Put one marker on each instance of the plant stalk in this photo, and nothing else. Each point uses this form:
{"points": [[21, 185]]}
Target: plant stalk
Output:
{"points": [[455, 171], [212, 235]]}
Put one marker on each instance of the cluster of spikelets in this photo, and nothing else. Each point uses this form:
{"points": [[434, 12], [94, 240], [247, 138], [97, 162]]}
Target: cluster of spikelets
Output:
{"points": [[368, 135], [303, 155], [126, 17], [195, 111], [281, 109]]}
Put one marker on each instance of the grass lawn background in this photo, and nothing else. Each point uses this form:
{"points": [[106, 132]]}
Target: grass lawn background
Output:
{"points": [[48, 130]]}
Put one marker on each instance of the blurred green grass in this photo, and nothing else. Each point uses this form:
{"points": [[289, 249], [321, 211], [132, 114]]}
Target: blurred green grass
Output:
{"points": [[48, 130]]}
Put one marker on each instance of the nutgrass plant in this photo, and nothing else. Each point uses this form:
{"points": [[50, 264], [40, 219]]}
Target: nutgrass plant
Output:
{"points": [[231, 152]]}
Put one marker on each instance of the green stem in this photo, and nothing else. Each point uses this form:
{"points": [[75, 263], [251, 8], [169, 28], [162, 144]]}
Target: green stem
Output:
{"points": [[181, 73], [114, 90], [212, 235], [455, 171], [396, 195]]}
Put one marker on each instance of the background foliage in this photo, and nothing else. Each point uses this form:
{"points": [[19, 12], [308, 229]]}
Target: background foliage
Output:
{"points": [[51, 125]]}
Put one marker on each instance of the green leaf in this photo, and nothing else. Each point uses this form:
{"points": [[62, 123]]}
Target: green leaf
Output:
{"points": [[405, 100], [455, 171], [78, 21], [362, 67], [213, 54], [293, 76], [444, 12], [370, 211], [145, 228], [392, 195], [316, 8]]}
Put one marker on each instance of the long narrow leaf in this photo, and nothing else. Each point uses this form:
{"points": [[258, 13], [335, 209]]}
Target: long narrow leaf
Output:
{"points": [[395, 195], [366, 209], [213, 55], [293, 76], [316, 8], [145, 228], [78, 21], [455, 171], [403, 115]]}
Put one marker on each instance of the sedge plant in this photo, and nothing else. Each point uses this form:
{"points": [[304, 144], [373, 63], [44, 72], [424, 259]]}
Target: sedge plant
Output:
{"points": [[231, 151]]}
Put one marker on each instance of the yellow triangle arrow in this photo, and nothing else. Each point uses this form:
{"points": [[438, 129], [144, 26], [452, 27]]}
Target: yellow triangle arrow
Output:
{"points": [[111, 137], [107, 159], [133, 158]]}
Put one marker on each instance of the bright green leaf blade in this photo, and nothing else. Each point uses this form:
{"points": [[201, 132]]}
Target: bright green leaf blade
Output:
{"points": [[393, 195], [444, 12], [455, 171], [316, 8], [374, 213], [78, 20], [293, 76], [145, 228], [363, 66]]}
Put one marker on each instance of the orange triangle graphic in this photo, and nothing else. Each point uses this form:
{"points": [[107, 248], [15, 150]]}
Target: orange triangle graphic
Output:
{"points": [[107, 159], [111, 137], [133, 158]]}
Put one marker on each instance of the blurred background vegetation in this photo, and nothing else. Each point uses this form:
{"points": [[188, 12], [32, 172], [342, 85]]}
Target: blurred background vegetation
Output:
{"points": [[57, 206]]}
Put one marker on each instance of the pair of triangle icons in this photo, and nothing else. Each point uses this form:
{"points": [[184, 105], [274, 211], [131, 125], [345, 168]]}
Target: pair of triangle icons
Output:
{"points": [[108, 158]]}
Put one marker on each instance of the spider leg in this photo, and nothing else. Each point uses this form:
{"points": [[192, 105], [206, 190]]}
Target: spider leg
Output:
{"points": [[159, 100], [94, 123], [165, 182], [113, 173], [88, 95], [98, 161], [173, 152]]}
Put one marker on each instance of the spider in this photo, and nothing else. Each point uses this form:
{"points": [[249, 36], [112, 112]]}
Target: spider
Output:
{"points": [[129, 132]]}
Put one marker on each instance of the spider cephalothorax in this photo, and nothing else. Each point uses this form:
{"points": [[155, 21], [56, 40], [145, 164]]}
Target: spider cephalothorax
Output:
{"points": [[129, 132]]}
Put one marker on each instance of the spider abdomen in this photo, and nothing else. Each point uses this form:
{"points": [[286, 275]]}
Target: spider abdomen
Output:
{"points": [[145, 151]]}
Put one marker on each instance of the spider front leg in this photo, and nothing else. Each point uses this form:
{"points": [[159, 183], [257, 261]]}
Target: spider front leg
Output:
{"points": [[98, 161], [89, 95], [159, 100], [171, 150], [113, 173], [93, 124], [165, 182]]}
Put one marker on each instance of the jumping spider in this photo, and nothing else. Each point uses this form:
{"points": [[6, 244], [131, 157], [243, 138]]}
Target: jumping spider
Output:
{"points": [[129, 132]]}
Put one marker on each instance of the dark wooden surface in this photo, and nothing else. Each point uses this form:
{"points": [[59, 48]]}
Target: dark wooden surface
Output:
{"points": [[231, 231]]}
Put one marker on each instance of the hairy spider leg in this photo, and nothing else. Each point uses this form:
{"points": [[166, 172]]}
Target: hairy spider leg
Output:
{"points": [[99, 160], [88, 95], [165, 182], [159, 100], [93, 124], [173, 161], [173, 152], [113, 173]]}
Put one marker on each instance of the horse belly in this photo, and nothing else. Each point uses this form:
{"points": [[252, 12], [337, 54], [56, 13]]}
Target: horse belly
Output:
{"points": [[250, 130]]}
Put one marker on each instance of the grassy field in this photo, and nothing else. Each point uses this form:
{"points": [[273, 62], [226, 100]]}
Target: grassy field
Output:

+--

_Request:_
Take the lines from the one containing "Put one marker on each instance of the hairy" through the end of the listing and rewrite them, swapping "horse belly" for "horse flank" and keeping everything else the same.

_Completed task:_
Put one marker on each instance of the hairy spider leg in this photo, and nothing else. Each point uses this form:
{"points": [[166, 172]]}
Target: hairy spider leg
Output:
{"points": [[99, 160], [88, 95], [165, 182], [159, 100], [93, 124], [173, 161], [173, 152], [113, 173]]}
Put one marker on each instance of the horse flank in this photo, and nothing else. Each point uses this form:
{"points": [[252, 12], [337, 54], [56, 13]]}
Target: horse flank
Output:
{"points": [[250, 130]]}
Put one marker on each instance of the grassy field in this photo, and nothing else. Each point uses this form:
{"points": [[273, 62], [226, 100]]}
Target: grassy field
Output:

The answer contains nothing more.